___ Dataset entries

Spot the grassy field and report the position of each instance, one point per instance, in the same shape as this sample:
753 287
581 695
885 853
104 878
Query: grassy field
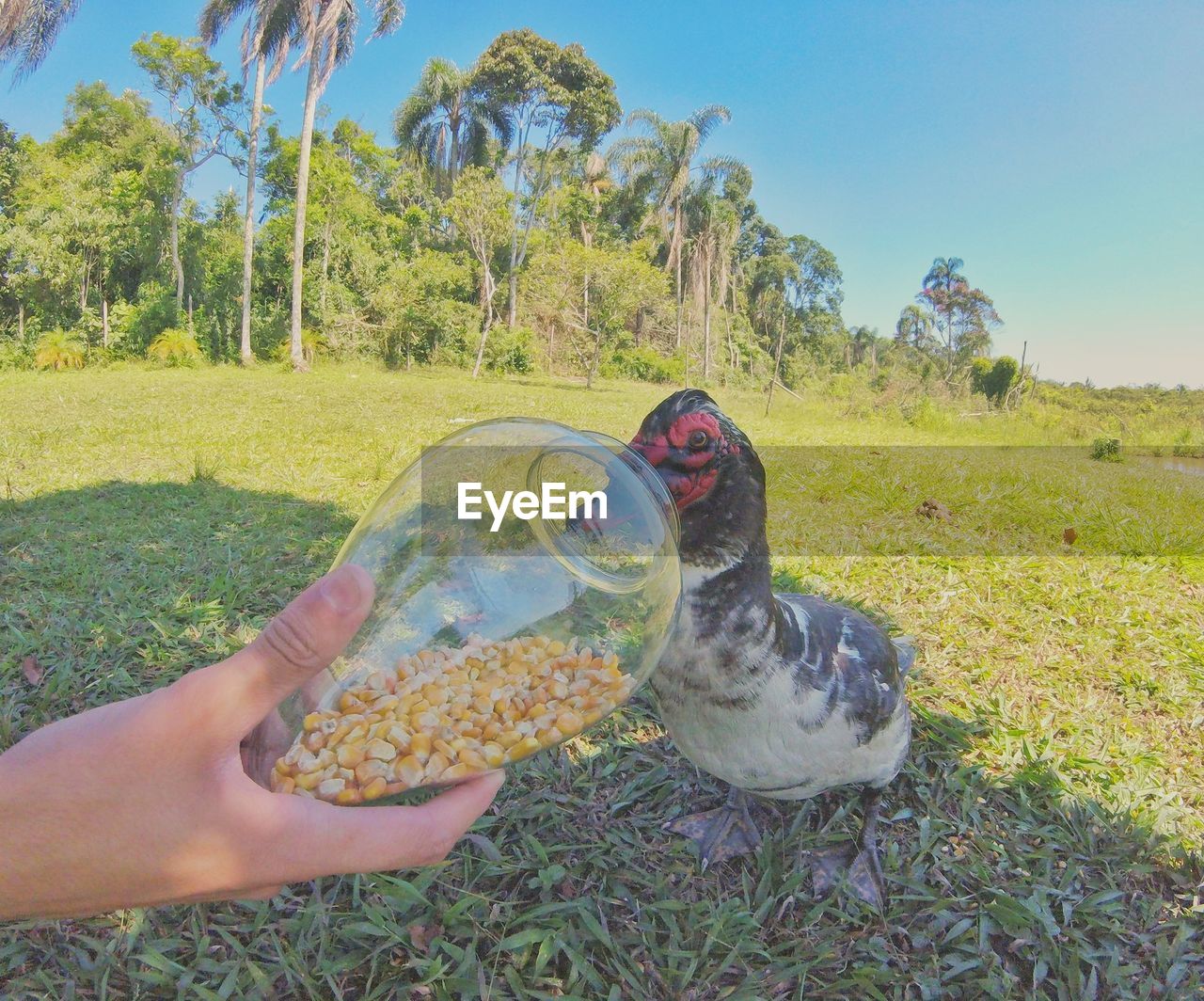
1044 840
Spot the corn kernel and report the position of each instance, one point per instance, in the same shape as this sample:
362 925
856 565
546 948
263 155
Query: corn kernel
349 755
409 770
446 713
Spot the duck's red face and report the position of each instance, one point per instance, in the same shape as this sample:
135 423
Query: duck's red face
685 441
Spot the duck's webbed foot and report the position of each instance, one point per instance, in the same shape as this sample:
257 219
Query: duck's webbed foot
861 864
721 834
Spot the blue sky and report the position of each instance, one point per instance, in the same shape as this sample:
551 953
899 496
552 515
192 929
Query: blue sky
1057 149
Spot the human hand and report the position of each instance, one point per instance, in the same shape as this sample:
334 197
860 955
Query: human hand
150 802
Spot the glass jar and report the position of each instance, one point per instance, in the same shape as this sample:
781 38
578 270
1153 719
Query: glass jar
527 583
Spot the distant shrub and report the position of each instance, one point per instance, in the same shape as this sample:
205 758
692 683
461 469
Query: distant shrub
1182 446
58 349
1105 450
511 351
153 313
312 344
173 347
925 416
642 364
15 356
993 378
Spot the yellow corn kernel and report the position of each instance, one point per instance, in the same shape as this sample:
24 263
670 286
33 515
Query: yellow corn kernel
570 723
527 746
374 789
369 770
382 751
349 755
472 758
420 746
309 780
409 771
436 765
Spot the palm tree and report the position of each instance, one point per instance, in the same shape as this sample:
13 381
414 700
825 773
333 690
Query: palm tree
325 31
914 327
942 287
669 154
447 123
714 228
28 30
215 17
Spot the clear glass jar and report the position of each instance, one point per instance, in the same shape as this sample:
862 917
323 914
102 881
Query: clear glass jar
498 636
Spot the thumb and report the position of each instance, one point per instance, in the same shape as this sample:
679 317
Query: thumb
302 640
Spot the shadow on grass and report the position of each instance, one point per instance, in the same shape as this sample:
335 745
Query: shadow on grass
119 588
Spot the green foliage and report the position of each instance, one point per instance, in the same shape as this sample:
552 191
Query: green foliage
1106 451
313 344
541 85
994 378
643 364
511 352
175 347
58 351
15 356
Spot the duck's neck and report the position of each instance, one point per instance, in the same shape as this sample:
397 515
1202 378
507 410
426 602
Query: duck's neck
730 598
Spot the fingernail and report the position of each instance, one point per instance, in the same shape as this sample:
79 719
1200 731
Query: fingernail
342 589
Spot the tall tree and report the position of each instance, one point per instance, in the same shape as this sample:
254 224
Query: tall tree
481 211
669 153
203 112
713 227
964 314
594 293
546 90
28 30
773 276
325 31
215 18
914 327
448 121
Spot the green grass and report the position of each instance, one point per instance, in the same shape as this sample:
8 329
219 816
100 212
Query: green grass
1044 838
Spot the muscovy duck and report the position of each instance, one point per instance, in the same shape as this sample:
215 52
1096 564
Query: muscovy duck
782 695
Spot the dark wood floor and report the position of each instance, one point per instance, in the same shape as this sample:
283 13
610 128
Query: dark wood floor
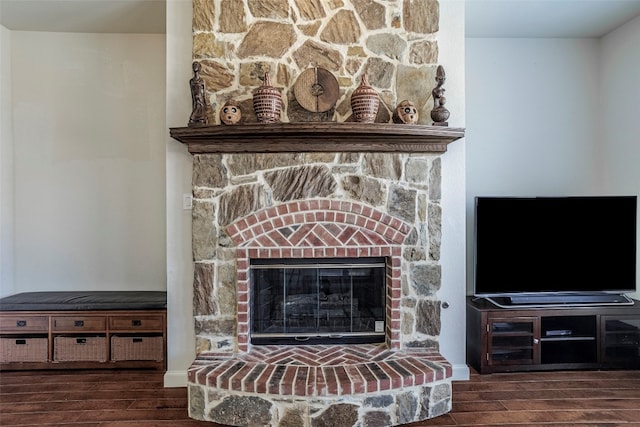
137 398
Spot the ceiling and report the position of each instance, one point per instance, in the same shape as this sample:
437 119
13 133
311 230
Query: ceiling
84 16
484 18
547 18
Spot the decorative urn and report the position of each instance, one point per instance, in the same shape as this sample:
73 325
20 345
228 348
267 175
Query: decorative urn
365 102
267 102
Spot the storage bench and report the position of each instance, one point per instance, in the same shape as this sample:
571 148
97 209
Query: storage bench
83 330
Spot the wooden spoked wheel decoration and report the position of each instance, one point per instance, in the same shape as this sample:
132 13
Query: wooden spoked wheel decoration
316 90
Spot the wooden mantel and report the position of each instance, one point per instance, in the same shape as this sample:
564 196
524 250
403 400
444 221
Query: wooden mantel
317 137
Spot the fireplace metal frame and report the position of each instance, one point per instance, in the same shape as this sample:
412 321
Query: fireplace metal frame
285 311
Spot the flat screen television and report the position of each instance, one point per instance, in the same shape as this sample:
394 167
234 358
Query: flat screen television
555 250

______
___ Dataset entries

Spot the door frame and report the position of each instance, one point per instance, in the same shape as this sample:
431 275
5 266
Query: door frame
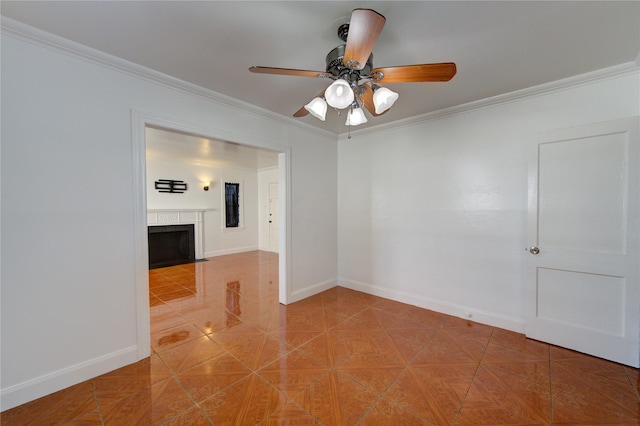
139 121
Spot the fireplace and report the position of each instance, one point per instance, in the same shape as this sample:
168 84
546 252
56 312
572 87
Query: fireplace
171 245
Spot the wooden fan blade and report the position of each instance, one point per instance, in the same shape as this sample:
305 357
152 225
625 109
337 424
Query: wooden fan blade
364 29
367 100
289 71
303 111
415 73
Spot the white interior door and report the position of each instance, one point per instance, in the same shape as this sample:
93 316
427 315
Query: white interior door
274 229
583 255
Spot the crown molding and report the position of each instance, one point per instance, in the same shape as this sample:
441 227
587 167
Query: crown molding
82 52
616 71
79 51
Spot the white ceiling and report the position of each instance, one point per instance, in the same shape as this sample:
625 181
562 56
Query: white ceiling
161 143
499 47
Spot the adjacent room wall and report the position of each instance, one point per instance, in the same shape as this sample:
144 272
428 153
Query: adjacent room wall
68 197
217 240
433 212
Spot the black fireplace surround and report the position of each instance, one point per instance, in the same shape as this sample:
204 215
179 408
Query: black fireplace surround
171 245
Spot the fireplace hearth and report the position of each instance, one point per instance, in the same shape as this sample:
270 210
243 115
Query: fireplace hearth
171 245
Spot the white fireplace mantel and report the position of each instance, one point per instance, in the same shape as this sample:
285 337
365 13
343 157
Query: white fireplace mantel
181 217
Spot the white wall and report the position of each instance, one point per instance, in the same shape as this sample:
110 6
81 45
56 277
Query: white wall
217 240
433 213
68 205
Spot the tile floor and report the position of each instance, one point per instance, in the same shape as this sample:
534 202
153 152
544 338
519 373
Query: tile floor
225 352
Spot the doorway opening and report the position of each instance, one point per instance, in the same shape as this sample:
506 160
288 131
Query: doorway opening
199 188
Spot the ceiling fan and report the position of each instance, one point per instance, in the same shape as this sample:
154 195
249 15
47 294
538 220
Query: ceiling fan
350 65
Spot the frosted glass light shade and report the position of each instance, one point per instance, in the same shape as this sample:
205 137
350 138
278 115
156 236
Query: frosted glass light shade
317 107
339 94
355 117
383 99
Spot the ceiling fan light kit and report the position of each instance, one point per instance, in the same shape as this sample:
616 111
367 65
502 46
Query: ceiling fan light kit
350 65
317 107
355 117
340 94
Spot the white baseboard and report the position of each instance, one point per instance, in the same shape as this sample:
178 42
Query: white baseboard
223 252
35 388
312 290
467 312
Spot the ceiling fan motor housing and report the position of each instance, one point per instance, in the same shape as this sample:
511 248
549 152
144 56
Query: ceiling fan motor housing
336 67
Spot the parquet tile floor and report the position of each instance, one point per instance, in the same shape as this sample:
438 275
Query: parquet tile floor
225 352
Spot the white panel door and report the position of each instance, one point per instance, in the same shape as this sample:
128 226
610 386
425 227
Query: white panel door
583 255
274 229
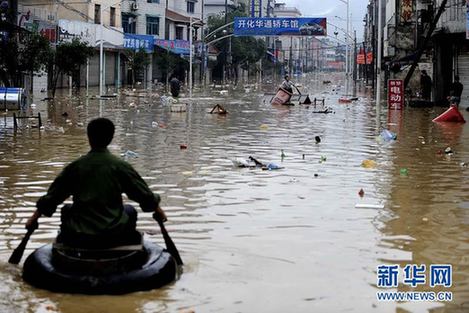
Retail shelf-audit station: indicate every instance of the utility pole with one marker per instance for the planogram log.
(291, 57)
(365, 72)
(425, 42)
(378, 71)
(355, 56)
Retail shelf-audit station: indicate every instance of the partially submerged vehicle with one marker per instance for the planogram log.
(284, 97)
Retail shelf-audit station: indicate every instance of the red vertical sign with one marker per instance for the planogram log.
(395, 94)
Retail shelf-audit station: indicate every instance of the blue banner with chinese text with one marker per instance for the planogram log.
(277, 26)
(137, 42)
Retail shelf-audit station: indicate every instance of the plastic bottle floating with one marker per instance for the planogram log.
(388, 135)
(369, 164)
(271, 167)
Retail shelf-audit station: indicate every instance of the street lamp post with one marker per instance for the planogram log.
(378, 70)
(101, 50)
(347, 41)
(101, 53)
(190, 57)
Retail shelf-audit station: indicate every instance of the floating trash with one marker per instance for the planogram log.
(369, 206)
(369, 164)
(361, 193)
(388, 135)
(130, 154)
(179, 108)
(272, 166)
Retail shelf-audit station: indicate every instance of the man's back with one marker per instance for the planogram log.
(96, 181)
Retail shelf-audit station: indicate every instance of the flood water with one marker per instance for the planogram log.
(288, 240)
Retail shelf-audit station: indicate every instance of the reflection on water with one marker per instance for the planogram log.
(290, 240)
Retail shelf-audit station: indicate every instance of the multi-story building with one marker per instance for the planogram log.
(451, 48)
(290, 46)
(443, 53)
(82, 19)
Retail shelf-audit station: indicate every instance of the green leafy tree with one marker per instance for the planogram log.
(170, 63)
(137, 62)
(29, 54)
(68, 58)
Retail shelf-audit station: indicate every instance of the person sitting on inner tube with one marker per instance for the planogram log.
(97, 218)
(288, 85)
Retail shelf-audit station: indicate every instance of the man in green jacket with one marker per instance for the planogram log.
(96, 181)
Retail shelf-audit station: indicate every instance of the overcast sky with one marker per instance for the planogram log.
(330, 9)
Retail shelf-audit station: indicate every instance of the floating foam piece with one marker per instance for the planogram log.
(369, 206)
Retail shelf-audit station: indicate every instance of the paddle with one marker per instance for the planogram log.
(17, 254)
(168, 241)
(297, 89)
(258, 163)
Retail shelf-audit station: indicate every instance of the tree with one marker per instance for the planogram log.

______

Copy out the records above, from the line containing "the floating foam" through the line containing "Retail shelf-audit station: indicate every instance of the tree", including both of those lines.

Retail shelf-audit station: indicate every instance of the floating foam piece with one marker per instance for the planogram log.
(369, 206)
Retail shelf-audit station: indicate every instance of the paddle with one marker per instance for the planogram log.
(17, 254)
(168, 241)
(297, 89)
(258, 163)
Retail shelf-audit station: indicate every instance of the tree with one marker per instance for the planogram log.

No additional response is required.